→ **INPUT MATERIAL**
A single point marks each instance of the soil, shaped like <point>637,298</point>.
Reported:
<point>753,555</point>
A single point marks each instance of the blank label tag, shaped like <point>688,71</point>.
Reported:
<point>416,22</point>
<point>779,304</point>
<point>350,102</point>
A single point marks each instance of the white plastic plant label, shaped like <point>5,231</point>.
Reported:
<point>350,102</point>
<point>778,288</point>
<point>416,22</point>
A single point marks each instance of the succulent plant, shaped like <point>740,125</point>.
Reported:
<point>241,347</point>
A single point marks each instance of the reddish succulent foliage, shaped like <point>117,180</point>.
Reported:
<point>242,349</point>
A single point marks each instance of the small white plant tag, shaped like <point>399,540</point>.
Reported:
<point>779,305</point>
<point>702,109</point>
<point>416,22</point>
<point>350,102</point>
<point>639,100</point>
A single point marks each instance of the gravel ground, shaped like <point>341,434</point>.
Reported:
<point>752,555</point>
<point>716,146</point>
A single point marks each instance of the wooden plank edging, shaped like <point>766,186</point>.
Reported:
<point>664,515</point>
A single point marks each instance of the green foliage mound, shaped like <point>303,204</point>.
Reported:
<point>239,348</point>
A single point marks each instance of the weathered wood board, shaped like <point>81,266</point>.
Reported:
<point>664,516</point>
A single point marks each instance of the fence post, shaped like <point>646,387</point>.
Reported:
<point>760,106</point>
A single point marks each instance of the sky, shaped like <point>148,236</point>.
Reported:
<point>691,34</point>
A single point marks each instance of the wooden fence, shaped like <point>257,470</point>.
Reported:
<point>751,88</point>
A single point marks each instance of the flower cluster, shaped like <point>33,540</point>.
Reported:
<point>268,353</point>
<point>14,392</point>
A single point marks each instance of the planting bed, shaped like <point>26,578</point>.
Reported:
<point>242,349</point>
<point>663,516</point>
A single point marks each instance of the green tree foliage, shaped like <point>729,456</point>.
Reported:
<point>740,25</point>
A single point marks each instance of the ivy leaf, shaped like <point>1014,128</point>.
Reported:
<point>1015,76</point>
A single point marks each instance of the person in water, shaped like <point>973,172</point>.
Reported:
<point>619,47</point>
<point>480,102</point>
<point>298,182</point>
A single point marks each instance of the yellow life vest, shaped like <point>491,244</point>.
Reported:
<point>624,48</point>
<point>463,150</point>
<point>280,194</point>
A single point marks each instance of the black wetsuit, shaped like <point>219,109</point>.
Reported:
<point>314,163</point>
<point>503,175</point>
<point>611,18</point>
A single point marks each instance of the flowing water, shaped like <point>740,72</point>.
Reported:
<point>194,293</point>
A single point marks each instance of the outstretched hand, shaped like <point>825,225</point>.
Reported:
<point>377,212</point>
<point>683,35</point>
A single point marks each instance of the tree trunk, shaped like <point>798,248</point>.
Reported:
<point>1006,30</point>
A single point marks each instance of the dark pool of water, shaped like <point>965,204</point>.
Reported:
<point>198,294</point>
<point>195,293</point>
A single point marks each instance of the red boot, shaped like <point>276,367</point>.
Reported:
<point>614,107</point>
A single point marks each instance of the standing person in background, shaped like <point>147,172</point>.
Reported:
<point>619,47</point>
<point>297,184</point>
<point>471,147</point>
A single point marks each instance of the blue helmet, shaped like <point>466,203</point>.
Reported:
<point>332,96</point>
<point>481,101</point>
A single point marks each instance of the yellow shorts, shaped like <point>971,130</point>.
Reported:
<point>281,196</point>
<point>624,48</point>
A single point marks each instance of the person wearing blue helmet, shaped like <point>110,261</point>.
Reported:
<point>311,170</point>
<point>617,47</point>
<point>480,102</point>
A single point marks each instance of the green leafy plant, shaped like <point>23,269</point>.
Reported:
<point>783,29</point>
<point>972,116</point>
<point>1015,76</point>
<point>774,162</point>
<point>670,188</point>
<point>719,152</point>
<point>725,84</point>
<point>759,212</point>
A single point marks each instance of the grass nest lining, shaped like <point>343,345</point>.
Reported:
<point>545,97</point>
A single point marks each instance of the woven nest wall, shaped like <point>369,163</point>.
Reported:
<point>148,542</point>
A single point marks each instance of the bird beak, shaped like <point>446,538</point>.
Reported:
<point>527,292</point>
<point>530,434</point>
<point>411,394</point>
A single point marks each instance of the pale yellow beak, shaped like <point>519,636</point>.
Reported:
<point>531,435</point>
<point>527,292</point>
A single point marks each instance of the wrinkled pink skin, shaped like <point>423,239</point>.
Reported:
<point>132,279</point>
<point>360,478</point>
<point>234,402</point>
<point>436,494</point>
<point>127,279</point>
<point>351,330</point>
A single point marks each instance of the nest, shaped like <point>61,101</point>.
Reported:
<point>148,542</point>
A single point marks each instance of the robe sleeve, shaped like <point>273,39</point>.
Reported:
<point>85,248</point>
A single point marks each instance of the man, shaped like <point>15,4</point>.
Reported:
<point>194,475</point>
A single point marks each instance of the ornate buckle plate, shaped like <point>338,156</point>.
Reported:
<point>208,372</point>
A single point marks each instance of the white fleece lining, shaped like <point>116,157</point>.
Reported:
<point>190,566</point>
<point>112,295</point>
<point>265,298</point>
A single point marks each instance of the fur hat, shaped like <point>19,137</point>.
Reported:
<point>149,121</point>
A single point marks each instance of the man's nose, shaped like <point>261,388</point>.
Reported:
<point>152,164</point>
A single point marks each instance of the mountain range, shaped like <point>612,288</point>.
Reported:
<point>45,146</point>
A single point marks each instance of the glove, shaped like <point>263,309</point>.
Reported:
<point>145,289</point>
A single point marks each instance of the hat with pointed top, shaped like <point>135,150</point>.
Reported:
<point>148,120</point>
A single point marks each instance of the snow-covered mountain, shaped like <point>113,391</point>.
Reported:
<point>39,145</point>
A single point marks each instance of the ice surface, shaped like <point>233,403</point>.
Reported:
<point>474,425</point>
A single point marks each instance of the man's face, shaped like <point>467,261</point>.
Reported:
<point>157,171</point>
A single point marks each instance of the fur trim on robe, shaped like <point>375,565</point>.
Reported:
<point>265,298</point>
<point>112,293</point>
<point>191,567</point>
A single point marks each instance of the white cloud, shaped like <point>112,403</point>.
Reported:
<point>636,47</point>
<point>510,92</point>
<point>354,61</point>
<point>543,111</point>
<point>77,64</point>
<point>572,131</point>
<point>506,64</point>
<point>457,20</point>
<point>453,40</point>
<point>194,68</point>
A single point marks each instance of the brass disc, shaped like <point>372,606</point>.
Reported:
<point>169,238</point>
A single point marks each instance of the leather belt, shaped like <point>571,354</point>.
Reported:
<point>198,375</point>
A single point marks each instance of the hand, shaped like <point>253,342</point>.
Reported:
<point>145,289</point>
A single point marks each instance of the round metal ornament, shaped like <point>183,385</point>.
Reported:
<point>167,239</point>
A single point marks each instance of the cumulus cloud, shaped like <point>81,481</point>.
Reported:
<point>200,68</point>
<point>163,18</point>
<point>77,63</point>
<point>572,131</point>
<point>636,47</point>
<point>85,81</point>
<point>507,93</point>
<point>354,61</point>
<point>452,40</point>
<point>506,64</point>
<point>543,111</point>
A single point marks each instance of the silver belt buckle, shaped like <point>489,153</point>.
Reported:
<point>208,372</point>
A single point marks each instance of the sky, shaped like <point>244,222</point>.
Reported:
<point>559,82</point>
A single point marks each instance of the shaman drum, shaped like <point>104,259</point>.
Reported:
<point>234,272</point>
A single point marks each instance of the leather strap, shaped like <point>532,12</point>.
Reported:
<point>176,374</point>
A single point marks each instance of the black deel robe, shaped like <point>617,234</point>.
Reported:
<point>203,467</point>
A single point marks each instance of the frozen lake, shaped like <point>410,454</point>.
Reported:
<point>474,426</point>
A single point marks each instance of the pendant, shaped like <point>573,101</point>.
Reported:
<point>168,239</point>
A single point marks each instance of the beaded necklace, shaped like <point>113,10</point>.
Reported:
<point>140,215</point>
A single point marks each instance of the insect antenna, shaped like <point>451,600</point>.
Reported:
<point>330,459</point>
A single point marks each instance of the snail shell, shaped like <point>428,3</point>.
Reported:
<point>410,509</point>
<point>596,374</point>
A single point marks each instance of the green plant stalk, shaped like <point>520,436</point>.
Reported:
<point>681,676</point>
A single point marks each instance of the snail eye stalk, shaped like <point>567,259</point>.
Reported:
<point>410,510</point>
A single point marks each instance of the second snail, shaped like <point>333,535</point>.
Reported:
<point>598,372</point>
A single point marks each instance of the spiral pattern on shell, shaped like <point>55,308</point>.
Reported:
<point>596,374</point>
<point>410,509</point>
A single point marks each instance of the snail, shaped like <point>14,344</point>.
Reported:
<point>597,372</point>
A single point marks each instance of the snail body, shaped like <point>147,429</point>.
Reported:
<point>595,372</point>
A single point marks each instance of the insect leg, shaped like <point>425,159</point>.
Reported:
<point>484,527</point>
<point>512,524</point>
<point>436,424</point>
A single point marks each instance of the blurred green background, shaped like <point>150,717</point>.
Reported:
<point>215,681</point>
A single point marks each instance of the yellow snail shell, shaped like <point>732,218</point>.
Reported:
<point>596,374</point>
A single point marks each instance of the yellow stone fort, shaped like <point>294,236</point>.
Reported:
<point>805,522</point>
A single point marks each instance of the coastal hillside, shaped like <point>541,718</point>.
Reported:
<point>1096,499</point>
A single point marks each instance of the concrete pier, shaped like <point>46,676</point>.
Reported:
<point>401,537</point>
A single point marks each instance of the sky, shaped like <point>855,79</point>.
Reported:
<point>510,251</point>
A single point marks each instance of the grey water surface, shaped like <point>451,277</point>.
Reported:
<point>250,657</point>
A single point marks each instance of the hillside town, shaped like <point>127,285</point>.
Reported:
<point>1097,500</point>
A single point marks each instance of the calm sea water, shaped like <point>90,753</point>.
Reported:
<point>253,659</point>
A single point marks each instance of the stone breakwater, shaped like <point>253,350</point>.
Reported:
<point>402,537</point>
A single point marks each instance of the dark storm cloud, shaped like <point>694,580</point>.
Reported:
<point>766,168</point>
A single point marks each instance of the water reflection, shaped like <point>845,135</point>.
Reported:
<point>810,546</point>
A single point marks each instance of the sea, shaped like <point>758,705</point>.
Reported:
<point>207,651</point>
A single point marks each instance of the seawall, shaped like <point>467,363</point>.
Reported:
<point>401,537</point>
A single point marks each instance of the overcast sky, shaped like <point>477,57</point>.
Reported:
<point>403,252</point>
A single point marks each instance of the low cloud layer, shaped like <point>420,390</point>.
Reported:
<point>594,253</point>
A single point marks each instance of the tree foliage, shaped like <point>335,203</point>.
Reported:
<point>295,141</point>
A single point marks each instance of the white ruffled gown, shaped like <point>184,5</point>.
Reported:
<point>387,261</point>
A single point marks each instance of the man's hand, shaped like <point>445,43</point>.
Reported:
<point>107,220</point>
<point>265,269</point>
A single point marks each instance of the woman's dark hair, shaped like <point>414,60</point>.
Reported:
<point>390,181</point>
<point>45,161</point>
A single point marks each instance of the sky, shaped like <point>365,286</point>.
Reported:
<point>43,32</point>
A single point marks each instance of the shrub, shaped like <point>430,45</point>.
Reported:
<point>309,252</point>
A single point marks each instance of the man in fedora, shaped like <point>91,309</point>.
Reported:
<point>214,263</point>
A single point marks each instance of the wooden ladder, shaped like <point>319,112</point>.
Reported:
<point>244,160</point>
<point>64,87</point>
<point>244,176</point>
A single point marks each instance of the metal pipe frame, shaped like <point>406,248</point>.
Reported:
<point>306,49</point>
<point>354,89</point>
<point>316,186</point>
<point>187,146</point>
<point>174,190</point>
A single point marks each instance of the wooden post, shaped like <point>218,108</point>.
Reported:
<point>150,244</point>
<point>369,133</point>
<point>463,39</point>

→ **TASK DESCRIPTION**
Copy out the lines above word for word, from the one containing "A single point marks each instance of the tree foliage, shaped" through the one containing "<point>45,161</point>".

→ **FINISHED TASK**
A single point marks each instance of the tree foliage, shaped like <point>335,203</point>.
Reported:
<point>295,141</point>
A single point marks each instance of the white ruffled gown, shaped like <point>184,5</point>.
Reported:
<point>387,261</point>
A single point marks each instance of the man's hand, shaped like <point>445,43</point>.
Reported:
<point>107,220</point>
<point>265,269</point>
A single point marks each instance of the woman's dark hair, shaped like <point>414,60</point>.
Reported:
<point>390,181</point>
<point>45,161</point>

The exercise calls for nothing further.